**** Document section

Heavily Taxed Surrounded by Young and Old People is No Way to Spend 2030 Son

(Guest Post by Matthew Ladner)

The CBO is projecting a slowing rate of economic growth due to the aging of the population. Some of my favorite people are retirees mind you, but you don’t see all many of them developing new products, services or other innovations. They are retired after all and thus have largely withdrawn from the work world.  Children largely have yet to enter into the work world.  If you get a large percentage of your population as young and/or old, it will put a serious strain on your working age population to pay the taxes to maintain state services like education and health care.

Age by State

 

Washington state not only comes in with the lowest projected percentage of young and old people, it is also currently one of the states that currently has no state income tax. Moreover, it borders a state (Oregon) also projected to have a relatively age demographic profile and that has no sales tax. I’ve never been to Vancouver Washington but let’s just say I’m keeping an eye on it.  Texas with its favorable age demographics, solid business climate, and state revenue bubbling out of the ground (plus Tex-Mex!!!!) will be hard to beat.

********
**** Records shown

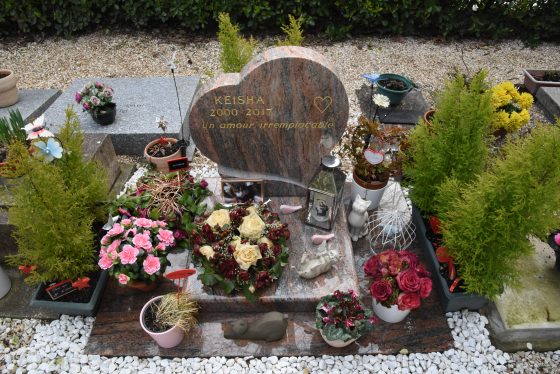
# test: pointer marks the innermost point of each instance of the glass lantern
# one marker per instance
(324, 194)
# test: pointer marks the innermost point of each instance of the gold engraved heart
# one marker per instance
(322, 103)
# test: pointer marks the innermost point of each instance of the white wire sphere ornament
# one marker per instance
(390, 226)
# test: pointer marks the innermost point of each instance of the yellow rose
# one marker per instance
(252, 226)
(235, 242)
(219, 218)
(207, 251)
(246, 255)
(266, 241)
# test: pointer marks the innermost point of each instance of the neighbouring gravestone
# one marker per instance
(274, 120)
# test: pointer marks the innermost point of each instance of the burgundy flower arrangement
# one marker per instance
(240, 249)
(341, 316)
(136, 250)
(398, 278)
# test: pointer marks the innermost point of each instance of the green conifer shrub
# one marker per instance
(55, 204)
(294, 34)
(455, 145)
(236, 50)
(487, 223)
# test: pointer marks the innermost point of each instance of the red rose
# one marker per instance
(408, 280)
(381, 290)
(425, 287)
(408, 301)
(371, 267)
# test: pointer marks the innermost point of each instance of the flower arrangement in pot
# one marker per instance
(169, 317)
(399, 283)
(342, 318)
(97, 99)
(376, 153)
(160, 151)
(511, 108)
(241, 249)
(134, 251)
(174, 198)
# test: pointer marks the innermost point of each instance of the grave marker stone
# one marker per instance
(274, 120)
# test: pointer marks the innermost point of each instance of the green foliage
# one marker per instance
(11, 128)
(55, 205)
(486, 226)
(294, 34)
(534, 21)
(455, 146)
(236, 51)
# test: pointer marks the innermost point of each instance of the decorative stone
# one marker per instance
(274, 121)
(32, 103)
(139, 101)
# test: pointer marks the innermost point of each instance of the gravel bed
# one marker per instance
(58, 347)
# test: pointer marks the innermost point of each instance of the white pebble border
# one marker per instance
(57, 347)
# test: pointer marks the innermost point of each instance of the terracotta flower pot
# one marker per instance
(392, 314)
(371, 191)
(161, 162)
(8, 88)
(337, 343)
(166, 339)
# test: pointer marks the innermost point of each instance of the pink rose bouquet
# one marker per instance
(135, 249)
(398, 278)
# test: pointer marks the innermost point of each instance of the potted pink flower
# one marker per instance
(97, 99)
(135, 251)
(399, 283)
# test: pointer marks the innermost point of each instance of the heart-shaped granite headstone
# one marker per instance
(275, 120)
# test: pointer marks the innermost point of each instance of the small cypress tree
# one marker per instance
(236, 50)
(55, 205)
(294, 34)
(487, 222)
(455, 145)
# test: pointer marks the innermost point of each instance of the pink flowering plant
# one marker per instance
(135, 249)
(398, 278)
(342, 316)
(94, 97)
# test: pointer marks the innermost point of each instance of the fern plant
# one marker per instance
(236, 51)
(455, 145)
(294, 34)
(487, 222)
(55, 205)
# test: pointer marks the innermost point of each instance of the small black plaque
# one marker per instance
(60, 289)
(180, 163)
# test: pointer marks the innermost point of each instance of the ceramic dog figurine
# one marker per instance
(357, 218)
(313, 265)
(270, 327)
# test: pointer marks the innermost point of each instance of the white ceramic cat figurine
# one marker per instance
(357, 218)
(319, 262)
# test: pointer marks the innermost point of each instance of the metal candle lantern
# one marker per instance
(324, 194)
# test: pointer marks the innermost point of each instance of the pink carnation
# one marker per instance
(143, 222)
(105, 262)
(123, 279)
(105, 240)
(117, 229)
(112, 249)
(151, 264)
(128, 254)
(166, 236)
(142, 241)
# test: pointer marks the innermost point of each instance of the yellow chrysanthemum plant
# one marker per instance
(511, 108)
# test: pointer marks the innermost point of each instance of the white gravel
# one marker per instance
(57, 347)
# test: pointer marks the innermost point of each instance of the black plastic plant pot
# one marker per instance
(88, 309)
(451, 301)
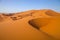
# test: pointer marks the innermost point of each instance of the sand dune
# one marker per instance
(16, 26)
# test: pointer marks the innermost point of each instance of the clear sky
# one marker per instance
(10, 6)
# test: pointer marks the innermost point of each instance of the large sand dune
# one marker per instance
(16, 26)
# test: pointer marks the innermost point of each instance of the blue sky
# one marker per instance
(10, 6)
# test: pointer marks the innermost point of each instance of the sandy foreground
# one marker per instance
(17, 26)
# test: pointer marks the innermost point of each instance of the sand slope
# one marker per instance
(17, 27)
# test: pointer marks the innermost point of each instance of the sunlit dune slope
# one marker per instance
(50, 26)
(16, 26)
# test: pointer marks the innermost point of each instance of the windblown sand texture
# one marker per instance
(18, 26)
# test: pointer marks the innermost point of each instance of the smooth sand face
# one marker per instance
(17, 27)
(50, 26)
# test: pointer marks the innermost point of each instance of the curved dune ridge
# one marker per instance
(19, 26)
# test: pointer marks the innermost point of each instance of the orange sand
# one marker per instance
(17, 27)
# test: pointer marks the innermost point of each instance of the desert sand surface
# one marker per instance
(16, 26)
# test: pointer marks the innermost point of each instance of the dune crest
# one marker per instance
(16, 26)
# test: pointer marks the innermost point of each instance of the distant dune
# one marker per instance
(18, 26)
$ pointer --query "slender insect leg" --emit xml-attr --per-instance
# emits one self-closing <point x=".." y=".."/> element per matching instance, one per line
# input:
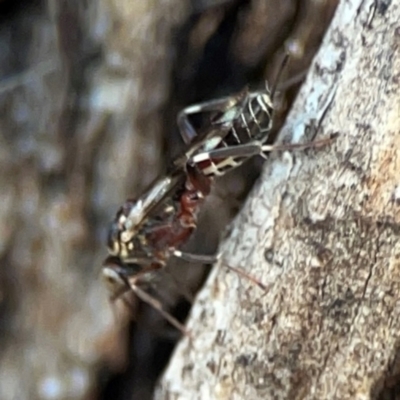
<point x="254" y="148"/>
<point x="206" y="259"/>
<point x="153" y="302"/>
<point x="187" y="130"/>
<point x="120" y="274"/>
<point x="196" y="258"/>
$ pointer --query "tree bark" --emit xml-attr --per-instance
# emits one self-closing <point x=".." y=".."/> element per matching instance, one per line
<point x="321" y="231"/>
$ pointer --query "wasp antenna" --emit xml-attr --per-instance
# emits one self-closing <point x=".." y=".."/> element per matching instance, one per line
<point x="279" y="74"/>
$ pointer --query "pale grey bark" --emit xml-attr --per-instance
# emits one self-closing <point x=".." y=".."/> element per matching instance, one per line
<point x="321" y="230"/>
<point x="77" y="135"/>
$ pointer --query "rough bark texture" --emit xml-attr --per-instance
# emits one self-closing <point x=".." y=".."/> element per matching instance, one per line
<point x="321" y="230"/>
<point x="77" y="135"/>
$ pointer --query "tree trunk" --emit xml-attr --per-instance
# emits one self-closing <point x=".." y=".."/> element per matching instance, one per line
<point x="321" y="231"/>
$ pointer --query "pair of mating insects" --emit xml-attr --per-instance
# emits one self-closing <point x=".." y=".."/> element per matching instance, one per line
<point x="148" y="231"/>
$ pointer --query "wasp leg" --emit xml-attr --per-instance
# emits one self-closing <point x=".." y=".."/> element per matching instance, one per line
<point x="206" y="259"/>
<point x="196" y="258"/>
<point x="252" y="149"/>
<point x="153" y="302"/>
<point x="187" y="130"/>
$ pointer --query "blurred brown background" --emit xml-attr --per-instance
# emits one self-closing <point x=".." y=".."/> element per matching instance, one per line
<point x="89" y="92"/>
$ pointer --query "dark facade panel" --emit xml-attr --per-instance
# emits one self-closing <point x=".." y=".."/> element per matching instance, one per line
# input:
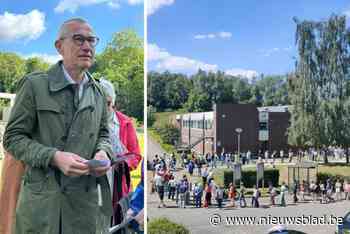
<point x="233" y="116"/>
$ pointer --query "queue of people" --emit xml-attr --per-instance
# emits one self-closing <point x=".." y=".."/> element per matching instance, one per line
<point x="206" y="193"/>
<point x="75" y="149"/>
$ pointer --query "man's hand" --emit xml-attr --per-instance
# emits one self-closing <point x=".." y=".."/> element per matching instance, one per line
<point x="139" y="217"/>
<point x="70" y="164"/>
<point x="100" y="171"/>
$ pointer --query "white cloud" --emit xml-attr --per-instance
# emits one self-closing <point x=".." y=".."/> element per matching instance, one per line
<point x="73" y="5"/>
<point x="18" y="26"/>
<point x="200" y="36"/>
<point x="213" y="35"/>
<point x="347" y="13"/>
<point x="156" y="53"/>
<point x="249" y="74"/>
<point x="225" y="34"/>
<point x="166" y="61"/>
<point x="154" y="5"/>
<point x="114" y="5"/>
<point x="269" y="52"/>
<point x="49" y="58"/>
<point x="175" y="63"/>
<point x="135" y="2"/>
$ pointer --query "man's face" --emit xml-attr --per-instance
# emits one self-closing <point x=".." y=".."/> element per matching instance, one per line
<point x="77" y="47"/>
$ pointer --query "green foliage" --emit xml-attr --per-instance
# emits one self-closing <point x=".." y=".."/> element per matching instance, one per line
<point x="319" y="89"/>
<point x="168" y="132"/>
<point x="12" y="69"/>
<point x="165" y="226"/>
<point x="122" y="63"/>
<point x="322" y="177"/>
<point x="197" y="93"/>
<point x="249" y="177"/>
<point x="150" y="116"/>
<point x="167" y="91"/>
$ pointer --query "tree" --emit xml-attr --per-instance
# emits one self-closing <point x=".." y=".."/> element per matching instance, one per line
<point x="12" y="69"/>
<point x="319" y="89"/>
<point x="122" y="63"/>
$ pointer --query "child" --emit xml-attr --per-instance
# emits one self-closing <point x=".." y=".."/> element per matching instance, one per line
<point x="219" y="196"/>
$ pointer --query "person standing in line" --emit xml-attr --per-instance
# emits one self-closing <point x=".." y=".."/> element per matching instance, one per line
<point x="232" y="194"/>
<point x="198" y="192"/>
<point x="242" y="201"/>
<point x="219" y="196"/>
<point x="338" y="186"/>
<point x="284" y="191"/>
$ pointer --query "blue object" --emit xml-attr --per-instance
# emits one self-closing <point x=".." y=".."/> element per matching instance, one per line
<point x="137" y="204"/>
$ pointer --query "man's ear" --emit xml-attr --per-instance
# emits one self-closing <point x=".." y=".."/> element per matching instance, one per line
<point x="58" y="45"/>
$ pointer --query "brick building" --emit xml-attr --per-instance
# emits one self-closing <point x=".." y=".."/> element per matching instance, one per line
<point x="263" y="128"/>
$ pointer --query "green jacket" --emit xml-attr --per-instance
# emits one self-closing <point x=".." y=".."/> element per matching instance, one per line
<point x="37" y="128"/>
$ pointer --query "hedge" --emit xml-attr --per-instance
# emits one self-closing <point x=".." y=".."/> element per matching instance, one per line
<point x="249" y="177"/>
<point x="322" y="177"/>
<point x="165" y="226"/>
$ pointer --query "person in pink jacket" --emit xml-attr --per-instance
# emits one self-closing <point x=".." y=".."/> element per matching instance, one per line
<point x="124" y="140"/>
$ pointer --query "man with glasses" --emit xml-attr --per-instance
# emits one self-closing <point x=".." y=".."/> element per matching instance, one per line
<point x="58" y="124"/>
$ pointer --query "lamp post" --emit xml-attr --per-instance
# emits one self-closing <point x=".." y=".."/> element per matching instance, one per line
<point x="239" y="131"/>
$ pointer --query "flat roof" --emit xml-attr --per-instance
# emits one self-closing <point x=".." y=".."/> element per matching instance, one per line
<point x="197" y="116"/>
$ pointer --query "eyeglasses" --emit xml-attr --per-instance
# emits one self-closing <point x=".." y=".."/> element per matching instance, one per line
<point x="79" y="40"/>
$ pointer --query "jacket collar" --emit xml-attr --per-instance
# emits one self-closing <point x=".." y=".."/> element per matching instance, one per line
<point x="57" y="80"/>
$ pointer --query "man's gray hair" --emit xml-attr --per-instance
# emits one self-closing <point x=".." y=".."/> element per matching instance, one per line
<point x="64" y="29"/>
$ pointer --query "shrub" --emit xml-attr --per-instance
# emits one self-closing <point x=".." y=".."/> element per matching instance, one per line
<point x="151" y="118"/>
<point x="322" y="177"/>
<point x="249" y="177"/>
<point x="165" y="226"/>
<point x="169" y="132"/>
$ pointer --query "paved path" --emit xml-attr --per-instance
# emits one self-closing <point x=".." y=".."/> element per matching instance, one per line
<point x="153" y="148"/>
<point x="197" y="219"/>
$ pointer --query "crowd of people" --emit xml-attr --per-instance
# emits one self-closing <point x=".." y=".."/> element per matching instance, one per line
<point x="199" y="189"/>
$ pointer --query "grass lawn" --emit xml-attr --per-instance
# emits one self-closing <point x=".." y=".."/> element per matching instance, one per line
<point x="343" y="170"/>
<point x="1" y="160"/>
<point x="136" y="174"/>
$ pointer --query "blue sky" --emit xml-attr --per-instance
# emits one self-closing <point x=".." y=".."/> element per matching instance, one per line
<point x="245" y="38"/>
<point x="30" y="27"/>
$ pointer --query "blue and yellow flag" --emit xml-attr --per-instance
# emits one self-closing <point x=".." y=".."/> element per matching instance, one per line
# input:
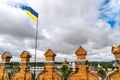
<point x="33" y="14"/>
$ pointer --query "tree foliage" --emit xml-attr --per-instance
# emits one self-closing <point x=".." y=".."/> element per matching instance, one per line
<point x="65" y="72"/>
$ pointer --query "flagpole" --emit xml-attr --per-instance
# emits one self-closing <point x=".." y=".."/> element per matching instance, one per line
<point x="36" y="40"/>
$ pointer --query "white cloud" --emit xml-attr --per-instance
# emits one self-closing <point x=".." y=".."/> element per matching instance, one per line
<point x="64" y="25"/>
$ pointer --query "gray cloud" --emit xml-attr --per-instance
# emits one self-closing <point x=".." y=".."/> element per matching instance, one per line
<point x="64" y="25"/>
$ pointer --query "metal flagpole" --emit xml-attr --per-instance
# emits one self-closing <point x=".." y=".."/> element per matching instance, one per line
<point x="36" y="37"/>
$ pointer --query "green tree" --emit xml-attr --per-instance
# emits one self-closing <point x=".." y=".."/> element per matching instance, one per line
<point x="65" y="72"/>
<point x="102" y="73"/>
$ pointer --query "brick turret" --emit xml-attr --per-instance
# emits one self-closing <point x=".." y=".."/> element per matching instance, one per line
<point x="82" y="73"/>
<point x="115" y="75"/>
<point x="49" y="73"/>
<point x="6" y="56"/>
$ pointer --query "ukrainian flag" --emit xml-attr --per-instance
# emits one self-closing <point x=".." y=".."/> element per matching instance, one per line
<point x="33" y="14"/>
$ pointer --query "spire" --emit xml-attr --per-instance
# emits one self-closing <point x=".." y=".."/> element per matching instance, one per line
<point x="50" y="56"/>
<point x="25" y="56"/>
<point x="116" y="51"/>
<point x="6" y="56"/>
<point x="81" y="53"/>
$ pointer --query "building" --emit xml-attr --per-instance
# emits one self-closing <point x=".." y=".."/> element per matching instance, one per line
<point x="115" y="74"/>
<point x="82" y="73"/>
<point x="49" y="73"/>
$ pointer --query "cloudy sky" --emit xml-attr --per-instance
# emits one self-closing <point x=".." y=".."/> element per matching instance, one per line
<point x="64" y="26"/>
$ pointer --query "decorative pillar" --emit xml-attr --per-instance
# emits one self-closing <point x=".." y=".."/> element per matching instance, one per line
<point x="4" y="75"/>
<point x="82" y="73"/>
<point x="115" y="74"/>
<point x="49" y="73"/>
<point x="23" y="73"/>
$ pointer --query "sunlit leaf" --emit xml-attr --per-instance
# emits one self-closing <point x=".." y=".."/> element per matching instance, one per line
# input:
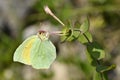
<point x="85" y="26"/>
<point x="82" y="38"/>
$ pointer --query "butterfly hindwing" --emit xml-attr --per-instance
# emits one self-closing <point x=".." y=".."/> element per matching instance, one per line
<point x="22" y="53"/>
<point x="43" y="53"/>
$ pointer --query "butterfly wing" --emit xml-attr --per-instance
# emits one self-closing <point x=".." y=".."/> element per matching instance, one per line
<point x="43" y="53"/>
<point x="22" y="53"/>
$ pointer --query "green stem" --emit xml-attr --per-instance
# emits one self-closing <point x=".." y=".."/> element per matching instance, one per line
<point x="98" y="62"/>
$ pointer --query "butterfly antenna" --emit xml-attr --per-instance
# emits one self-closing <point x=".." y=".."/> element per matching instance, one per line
<point x="48" y="11"/>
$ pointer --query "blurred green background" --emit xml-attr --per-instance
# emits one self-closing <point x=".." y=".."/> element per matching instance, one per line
<point x="22" y="18"/>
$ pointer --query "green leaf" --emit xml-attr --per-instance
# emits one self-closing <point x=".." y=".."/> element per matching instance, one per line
<point x="83" y="39"/>
<point x="67" y="34"/>
<point x="96" y="76"/>
<point x="99" y="76"/>
<point x="96" y="51"/>
<point x="85" y="26"/>
<point x="101" y="68"/>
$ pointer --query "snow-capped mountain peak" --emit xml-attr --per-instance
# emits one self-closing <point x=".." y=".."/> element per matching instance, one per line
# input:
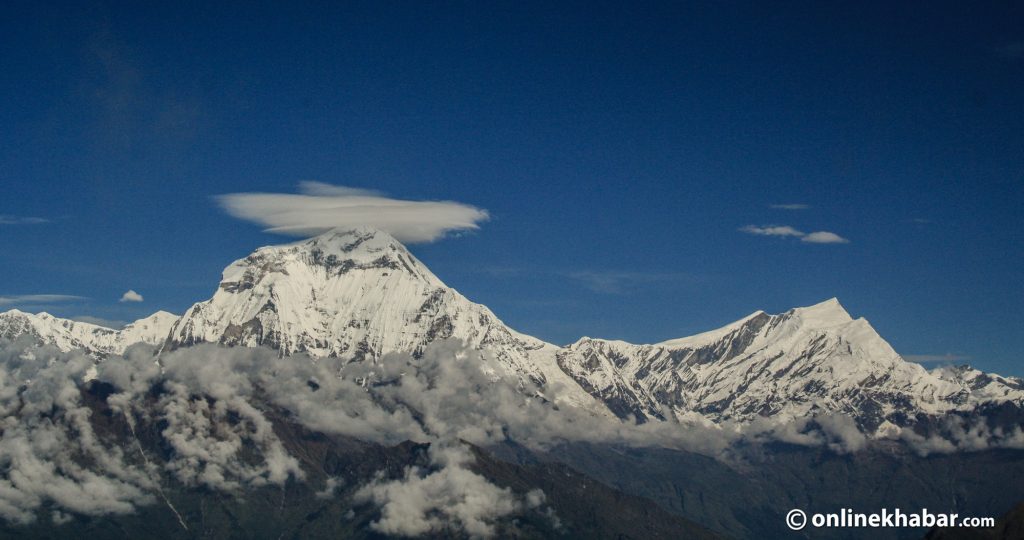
<point x="355" y="294"/>
<point x="98" y="340"/>
<point x="358" y="294"/>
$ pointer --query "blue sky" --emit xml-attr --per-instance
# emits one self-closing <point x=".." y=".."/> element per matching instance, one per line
<point x="619" y="151"/>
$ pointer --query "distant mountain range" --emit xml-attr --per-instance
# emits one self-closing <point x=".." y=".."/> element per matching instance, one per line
<point x="358" y="294"/>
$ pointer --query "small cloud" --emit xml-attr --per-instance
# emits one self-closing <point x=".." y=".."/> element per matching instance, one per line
<point x="105" y="323"/>
<point x="131" y="296"/>
<point x="818" y="237"/>
<point x="772" y="231"/>
<point x="823" y="237"/>
<point x="34" y="299"/>
<point x="946" y="359"/>
<point x="321" y="207"/>
<point x="7" y="219"/>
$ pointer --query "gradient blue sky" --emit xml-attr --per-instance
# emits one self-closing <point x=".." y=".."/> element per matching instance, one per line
<point x="619" y="151"/>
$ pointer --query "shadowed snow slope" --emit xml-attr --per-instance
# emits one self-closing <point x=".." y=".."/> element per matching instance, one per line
<point x="359" y="294"/>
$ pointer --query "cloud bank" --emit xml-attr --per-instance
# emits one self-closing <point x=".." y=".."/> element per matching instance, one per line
<point x="211" y="405"/>
<point x="320" y="207"/>
<point x="818" y="237"/>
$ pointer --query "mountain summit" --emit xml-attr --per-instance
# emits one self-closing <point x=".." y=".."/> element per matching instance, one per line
<point x="355" y="294"/>
<point x="358" y="294"/>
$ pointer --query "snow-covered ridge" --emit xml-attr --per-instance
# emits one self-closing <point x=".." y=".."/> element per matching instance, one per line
<point x="98" y="340"/>
<point x="356" y="294"/>
<point x="804" y="362"/>
<point x="359" y="294"/>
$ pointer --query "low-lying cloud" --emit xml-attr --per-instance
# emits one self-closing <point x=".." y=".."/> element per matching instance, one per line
<point x="36" y="299"/>
<point x="818" y="237"/>
<point x="321" y="207"/>
<point x="212" y="406"/>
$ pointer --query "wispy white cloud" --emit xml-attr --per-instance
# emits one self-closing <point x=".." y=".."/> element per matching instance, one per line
<point x="131" y="296"/>
<point x="612" y="282"/>
<point x="7" y="219"/>
<point x="105" y="323"/>
<point x="35" y="299"/>
<point x="320" y="207"/>
<point x="772" y="231"/>
<point x="823" y="237"/>
<point x="818" y="237"/>
<point x="948" y="358"/>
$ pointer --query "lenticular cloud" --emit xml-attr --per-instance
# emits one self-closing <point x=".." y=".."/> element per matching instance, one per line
<point x="321" y="207"/>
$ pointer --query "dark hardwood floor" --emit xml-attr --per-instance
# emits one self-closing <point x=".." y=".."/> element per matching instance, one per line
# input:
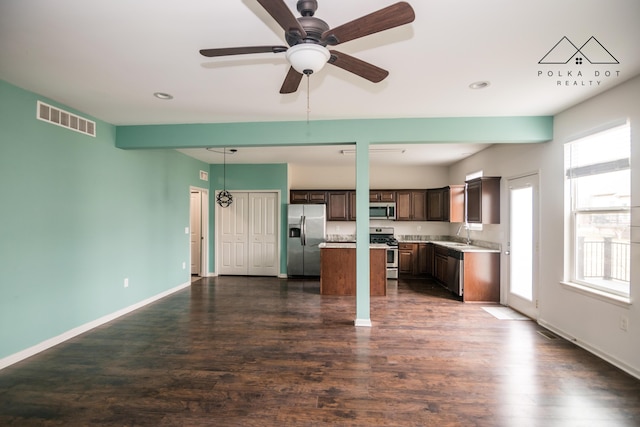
<point x="238" y="351"/>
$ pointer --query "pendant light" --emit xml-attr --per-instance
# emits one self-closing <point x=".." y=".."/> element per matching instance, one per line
<point x="224" y="198"/>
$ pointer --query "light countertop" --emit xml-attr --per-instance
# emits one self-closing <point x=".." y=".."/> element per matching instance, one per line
<point x="348" y="245"/>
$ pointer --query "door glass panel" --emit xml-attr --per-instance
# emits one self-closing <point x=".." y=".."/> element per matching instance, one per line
<point x="522" y="242"/>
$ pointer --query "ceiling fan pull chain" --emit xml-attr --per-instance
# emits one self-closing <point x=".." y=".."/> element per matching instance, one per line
<point x="308" y="107"/>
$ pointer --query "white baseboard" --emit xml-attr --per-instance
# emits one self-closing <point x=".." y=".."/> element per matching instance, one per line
<point x="44" y="345"/>
<point x="607" y="357"/>
<point x="363" y="322"/>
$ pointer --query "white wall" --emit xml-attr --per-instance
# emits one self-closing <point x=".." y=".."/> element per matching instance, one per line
<point x="592" y="322"/>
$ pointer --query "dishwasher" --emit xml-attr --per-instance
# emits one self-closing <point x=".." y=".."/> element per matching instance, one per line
<point x="455" y="271"/>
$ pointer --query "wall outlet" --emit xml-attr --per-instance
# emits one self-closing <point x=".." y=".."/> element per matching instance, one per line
<point x="624" y="323"/>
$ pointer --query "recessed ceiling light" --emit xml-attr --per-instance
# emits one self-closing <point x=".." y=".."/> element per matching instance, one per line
<point x="479" y="85"/>
<point x="376" y="151"/>
<point x="162" y="95"/>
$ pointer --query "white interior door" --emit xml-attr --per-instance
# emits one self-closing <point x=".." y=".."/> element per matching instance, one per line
<point x="195" y="224"/>
<point x="523" y="244"/>
<point x="248" y="235"/>
<point x="233" y="235"/>
<point x="263" y="233"/>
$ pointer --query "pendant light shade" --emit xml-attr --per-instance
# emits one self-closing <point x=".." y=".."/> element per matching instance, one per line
<point x="224" y="198"/>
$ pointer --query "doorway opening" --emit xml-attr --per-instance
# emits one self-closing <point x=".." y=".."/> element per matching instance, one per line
<point x="247" y="234"/>
<point x="523" y="244"/>
<point x="198" y="226"/>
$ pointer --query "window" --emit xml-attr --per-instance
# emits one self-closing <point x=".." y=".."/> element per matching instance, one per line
<point x="598" y="177"/>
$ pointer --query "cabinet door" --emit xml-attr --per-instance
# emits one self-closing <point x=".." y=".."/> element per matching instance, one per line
<point x="352" y="205"/>
<point x="441" y="267"/>
<point x="298" y="196"/>
<point x="425" y="262"/>
<point x="307" y="196"/>
<point x="419" y="205"/>
<point x="483" y="200"/>
<point x="403" y="205"/>
<point x="319" y="197"/>
<point x="387" y="196"/>
<point x="338" y="206"/>
<point x="435" y="204"/>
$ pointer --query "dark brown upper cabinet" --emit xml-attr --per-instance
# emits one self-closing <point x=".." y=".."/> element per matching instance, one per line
<point x="483" y="200"/>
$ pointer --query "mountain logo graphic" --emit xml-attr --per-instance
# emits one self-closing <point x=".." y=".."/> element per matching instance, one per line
<point x="565" y="51"/>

********

## Questions
[a] In the guest post on aging and state taxes, why does a large share of young and old residents strain a state's working-age population? Answer in one to three sentences.
[b] Write the next paragraph of the guest post on aging and state taxes, beginning after its final sentence.

## Results by task
[a] Retirees have largely withdrawn from the work world, and children have mostly yet to enter it. That leaves the working-age population to pay the taxes that maintain state services such as education and health care.

[b]
The taxpayers of 2030 are in the K-12 pipeline right now. States like Arizona and New Mexico especially should feel nothing short of panic regarding how few of them can do little things like read and/or perform grade level math. Having almost half of your population falling outside of working age and large swathes of the working age population poorly educated looks like a recipe for disaster to these eyes. I’m a fairly determined optimist generally speaking, but low NAEP scores and high age dependency ratios appear highly troubling. Even states like Florida should regard their improved K-12 outcomes as merely a good start.

The burden of being a middle aged taxpayer in 2030 looks heavy, and it doesn’t improve afterwards. Many adjustments lie ahead, and there are things we could be doing now to help later. I can’t improve upon how the Economist put it, and it bears frequent repeating:

In rich countries, this generation of adults is not doing well by its children. They will have to pay off huge public-sector debts. They will be expected to foot colossal bills for their parents’ pension and health costs. They will compete for jobs with people from emerging countries, many of whom have better education systems despite their lower incomes. The least this generation can do for its children is to try its best to improve its state schools. Giving them more independence can do that at no extra cost. Let there be more of it.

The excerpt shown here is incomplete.